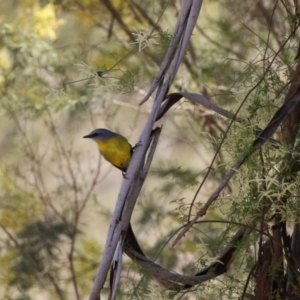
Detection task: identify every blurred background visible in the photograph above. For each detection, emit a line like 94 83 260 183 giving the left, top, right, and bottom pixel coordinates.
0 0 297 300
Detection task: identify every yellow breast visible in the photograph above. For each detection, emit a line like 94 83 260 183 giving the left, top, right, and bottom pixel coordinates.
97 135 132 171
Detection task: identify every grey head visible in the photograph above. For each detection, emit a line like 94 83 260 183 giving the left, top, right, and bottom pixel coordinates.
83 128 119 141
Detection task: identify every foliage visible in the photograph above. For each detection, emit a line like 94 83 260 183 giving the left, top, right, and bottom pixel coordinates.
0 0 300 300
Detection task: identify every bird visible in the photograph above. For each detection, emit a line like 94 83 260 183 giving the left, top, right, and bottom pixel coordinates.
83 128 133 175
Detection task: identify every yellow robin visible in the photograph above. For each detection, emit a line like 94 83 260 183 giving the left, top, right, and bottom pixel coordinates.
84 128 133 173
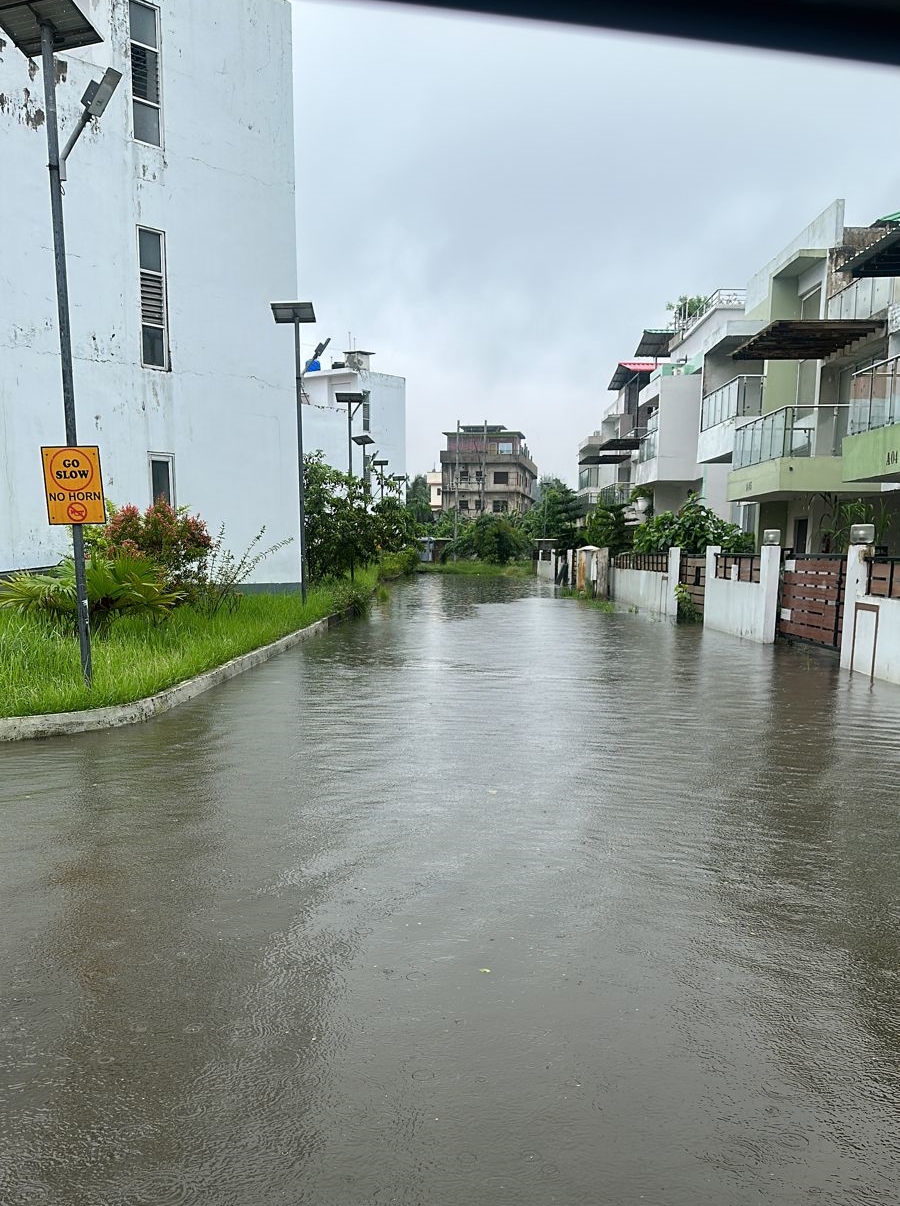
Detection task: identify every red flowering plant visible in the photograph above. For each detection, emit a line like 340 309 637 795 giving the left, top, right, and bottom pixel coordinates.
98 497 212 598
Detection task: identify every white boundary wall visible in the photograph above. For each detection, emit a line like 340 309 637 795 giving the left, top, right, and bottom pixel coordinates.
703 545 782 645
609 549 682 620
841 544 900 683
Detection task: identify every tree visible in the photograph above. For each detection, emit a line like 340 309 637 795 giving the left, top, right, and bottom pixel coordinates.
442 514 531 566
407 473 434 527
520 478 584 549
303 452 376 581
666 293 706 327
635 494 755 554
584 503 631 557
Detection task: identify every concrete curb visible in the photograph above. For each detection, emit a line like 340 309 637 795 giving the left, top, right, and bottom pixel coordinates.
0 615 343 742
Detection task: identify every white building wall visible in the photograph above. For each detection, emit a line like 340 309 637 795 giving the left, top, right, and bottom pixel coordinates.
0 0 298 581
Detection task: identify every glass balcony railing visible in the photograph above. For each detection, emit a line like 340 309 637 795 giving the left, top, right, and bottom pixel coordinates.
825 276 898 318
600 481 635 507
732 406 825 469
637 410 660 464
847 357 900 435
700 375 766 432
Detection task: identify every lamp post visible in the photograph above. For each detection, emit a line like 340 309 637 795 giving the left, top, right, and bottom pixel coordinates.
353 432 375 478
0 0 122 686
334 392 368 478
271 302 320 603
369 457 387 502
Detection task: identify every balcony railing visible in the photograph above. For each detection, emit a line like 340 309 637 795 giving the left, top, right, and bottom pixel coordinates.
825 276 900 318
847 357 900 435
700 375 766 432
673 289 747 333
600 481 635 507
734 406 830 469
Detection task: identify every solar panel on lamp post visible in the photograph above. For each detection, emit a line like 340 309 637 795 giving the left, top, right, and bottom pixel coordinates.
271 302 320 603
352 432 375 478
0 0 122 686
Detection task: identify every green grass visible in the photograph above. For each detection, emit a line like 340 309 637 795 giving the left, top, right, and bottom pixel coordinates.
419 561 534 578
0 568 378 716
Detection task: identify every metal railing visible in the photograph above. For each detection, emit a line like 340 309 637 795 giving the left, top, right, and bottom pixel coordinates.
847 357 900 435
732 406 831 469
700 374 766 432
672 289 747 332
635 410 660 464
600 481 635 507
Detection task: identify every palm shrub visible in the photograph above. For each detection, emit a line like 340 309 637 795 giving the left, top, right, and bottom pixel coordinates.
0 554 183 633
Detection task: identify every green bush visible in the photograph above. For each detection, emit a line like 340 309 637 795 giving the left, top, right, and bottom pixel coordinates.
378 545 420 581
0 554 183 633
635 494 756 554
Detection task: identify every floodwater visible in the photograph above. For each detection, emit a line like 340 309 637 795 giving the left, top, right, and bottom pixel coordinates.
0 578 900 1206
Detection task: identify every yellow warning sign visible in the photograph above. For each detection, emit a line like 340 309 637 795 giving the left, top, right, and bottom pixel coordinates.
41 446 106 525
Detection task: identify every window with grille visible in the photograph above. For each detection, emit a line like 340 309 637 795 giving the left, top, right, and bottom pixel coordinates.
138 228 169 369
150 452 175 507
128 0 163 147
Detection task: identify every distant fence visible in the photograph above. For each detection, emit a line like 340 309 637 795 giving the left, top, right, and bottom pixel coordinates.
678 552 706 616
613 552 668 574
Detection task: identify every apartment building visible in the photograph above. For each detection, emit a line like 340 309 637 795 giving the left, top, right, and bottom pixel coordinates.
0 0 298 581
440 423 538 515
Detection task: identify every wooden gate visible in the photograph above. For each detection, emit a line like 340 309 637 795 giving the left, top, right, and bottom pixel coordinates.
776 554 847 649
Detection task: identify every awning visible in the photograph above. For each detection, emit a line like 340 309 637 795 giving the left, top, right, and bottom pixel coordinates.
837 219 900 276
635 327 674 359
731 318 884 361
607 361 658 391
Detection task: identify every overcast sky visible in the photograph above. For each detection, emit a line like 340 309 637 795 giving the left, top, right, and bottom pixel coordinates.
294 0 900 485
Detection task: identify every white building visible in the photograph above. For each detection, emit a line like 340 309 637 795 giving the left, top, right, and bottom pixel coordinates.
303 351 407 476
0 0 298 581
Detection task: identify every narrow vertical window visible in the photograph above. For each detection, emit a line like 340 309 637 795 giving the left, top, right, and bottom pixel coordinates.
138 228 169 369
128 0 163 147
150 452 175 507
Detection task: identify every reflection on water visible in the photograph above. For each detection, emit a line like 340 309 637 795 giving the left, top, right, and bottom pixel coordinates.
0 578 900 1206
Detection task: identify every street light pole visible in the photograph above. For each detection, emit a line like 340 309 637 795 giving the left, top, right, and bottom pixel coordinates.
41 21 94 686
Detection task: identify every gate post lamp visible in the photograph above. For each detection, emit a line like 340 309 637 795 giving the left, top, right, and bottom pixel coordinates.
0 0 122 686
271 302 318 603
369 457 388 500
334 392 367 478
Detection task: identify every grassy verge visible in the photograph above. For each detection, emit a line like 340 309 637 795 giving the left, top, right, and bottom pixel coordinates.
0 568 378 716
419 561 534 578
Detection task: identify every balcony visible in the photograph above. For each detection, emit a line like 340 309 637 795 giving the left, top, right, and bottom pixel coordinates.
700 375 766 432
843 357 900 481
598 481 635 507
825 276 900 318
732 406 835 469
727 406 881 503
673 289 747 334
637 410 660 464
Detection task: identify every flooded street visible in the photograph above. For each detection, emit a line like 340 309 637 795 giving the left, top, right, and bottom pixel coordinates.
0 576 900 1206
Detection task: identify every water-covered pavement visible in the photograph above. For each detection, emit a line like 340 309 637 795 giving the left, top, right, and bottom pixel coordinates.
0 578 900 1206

^^^^^^^^

Directions:
Please pick out every line above that contains the string "lamp", and copy each one in full. Case counts.

Output of the task:
Detection task: identify every lamp post visible in the photograph above. For each detection, emit a line like 340 309 637 795 giving the left, top, right, and bottom pixel coordinates.
Detection task: identify every solar panel on lamp post visible in the photograph above. For each detection, emit a line like 340 309 637 795 giving the left, top, right, and bottom pixel coordinates.
Detection task: identify every gate post lamp visible in the photograph above. For each detection, emit a line like 340 309 637 795 giving the left, top, right, and bottom pixel coordinates.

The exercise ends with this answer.